Aim.
Give every line of the rows below as a numbered list, leaving out any blank lines.

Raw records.
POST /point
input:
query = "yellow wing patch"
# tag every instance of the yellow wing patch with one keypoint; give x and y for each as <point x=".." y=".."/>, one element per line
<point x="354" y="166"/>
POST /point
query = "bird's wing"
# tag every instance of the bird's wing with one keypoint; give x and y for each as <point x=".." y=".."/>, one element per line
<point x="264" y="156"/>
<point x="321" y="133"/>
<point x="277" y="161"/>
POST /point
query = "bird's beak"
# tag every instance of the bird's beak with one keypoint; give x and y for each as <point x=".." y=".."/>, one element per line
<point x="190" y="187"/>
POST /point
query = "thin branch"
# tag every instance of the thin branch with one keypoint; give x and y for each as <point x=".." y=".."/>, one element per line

Task answer.
1. POST /point
2. input:
3. query = "yellow wing patch"
4. # tag every instance of the yellow wing patch with one keypoint; give x and y for each as <point x=".." y=".."/>, one element per line
5. <point x="354" y="166"/>
6. POST /point
7. query = "bird's wing"
8. # tag every instance of the bird's wing with one keypoint; give x and y for each as <point x=".." y=".."/>, one element per line
9. <point x="264" y="156"/>
10. <point x="321" y="133"/>
11. <point x="277" y="161"/>
12. POST /point
13. query = "bird's beak"
14. # tag every instance of the bird's beak with one keypoint; give x and y for each as <point x=".." y=".."/>, one element per line
15. <point x="190" y="187"/>
16. POST /point
17. query = "thin branch"
18. # tag every instance of the thin branch with one keypoint; give x and y for each as <point x=".." y=".."/>, one element per line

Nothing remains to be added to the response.